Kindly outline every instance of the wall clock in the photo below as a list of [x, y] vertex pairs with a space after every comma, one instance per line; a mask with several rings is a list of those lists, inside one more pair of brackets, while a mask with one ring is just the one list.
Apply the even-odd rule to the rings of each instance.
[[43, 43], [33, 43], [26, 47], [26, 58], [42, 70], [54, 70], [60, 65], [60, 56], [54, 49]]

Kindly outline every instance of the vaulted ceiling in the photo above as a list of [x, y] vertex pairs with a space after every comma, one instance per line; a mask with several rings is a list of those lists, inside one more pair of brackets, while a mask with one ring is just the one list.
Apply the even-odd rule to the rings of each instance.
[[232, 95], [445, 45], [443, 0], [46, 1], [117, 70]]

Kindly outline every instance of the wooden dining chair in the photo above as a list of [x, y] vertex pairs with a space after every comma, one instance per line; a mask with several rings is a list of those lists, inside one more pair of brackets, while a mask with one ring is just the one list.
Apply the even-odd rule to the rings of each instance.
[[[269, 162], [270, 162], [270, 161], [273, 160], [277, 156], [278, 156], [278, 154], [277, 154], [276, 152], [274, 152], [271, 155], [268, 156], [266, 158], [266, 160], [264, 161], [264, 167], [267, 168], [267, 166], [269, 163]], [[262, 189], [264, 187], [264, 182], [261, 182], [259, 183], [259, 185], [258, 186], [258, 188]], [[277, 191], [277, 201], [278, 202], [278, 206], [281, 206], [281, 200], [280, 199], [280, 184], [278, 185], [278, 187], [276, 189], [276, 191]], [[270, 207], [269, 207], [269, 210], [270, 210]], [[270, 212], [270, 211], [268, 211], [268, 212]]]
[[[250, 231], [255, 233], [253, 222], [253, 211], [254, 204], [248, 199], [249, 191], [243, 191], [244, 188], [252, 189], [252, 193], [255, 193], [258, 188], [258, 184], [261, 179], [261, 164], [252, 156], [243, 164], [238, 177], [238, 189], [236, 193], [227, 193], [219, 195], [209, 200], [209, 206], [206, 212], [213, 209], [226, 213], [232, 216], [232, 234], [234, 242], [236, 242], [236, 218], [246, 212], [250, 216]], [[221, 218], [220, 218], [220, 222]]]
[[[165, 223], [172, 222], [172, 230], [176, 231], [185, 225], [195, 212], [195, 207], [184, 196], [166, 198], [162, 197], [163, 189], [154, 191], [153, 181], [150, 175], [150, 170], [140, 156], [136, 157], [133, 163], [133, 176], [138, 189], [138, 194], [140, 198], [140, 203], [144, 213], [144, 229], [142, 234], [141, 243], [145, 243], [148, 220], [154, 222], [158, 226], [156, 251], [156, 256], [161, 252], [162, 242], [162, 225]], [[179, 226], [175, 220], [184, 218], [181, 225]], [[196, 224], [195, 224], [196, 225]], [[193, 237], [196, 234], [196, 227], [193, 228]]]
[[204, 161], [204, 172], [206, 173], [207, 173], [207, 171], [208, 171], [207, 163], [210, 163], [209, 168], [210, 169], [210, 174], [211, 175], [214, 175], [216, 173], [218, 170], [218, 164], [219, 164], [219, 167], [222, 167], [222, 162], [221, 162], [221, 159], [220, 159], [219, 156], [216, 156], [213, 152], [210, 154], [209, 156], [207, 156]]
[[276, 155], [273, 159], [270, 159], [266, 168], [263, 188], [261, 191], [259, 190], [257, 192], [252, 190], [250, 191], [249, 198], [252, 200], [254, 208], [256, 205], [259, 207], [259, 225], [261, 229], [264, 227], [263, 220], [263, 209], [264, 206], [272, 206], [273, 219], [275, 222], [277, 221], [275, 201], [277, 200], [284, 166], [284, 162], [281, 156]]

EXERCISE: Could you replace every "even-odd rule" with "nonzero winding rule" in all the records above and write them out again with nothing else changed?

CORRECT ANSWER:
Kindly outline every instance of the wall clock in the photo below as a list of [x, y] vertex pairs with a space after every comma, one instance per line; a mask with several rings is a list of those lists, inside one more pair of brackets, while a mask with one ring is just the one list.
Apply the nonzero winding rule to the rings of each instance.
[[43, 43], [33, 43], [26, 47], [26, 58], [42, 70], [54, 70], [60, 65], [60, 56], [54, 49]]

Kindly outline every instance of the vaulted ceiling in the photo above as a list of [x, y] vertex pairs with a space after every comma, one instance per line; a mask with several rings is a list of those lists, inside one more pair of brackets, while a mask with one ring is just the one list.
Apply the nonzero winding rule to the rings of each instance.
[[232, 95], [445, 45], [443, 0], [46, 1], [117, 70]]

Kindly outline every instance of the wooden dining chair in the photo above as a list of [x, y] vertex pairs with a space after every comma, one instance per line; a mask with several rings is a list of those lists, inside one more pair of brackets, while a mask with one ring is just the one list.
Apply the nonzero winding rule to the rings of each instance.
[[[269, 162], [270, 162], [270, 161], [273, 160], [277, 156], [278, 156], [278, 154], [277, 154], [276, 152], [274, 152], [271, 155], [268, 156], [266, 158], [266, 160], [264, 161], [264, 167], [267, 168], [267, 166], [269, 163]], [[262, 189], [264, 187], [264, 182], [261, 182], [259, 183], [259, 185], [258, 186], [258, 188]], [[277, 191], [277, 201], [278, 202], [278, 206], [281, 206], [281, 200], [280, 199], [280, 184], [278, 185], [278, 187], [276, 189], [276, 191]], [[270, 207], [269, 207], [269, 210], [270, 210]], [[270, 212], [270, 211], [268, 211], [268, 212]]]
[[[250, 231], [255, 233], [253, 222], [253, 211], [254, 204], [248, 199], [249, 191], [243, 191], [244, 188], [252, 189], [252, 193], [255, 193], [258, 188], [258, 184], [261, 179], [261, 164], [252, 156], [243, 164], [238, 177], [238, 189], [236, 193], [227, 193], [219, 195], [209, 200], [209, 206], [206, 212], [213, 209], [226, 213], [232, 216], [232, 234], [234, 242], [236, 242], [236, 218], [246, 212], [250, 216]], [[221, 218], [220, 218], [220, 222]]]
[[[165, 223], [172, 222], [172, 230], [176, 231], [185, 225], [195, 212], [195, 207], [184, 196], [166, 198], [162, 197], [163, 189], [154, 191], [153, 181], [150, 175], [150, 170], [140, 156], [136, 157], [133, 163], [133, 176], [138, 189], [138, 194], [140, 198], [140, 203], [144, 213], [144, 229], [142, 234], [141, 243], [145, 243], [148, 220], [154, 222], [158, 226], [156, 251], [156, 256], [161, 252], [162, 242], [162, 225]], [[179, 226], [175, 220], [184, 218], [181, 225]], [[196, 224], [195, 224], [196, 225]], [[193, 237], [196, 234], [196, 227], [193, 228]]]
[[204, 161], [204, 172], [206, 173], [207, 173], [207, 171], [208, 171], [207, 163], [210, 163], [209, 168], [210, 169], [210, 174], [211, 175], [214, 175], [216, 173], [218, 170], [218, 164], [219, 164], [219, 167], [222, 167], [222, 162], [221, 162], [221, 159], [220, 159], [219, 156], [216, 156], [213, 152], [210, 154], [209, 156], [207, 156]]
[[276, 155], [273, 159], [270, 159], [266, 168], [263, 188], [261, 191], [259, 190], [257, 192], [252, 190], [250, 191], [249, 198], [252, 200], [254, 208], [256, 205], [259, 207], [259, 225], [261, 229], [264, 227], [263, 220], [263, 209], [264, 206], [272, 206], [273, 219], [275, 222], [277, 221], [275, 201], [277, 200], [284, 166], [284, 162], [281, 156]]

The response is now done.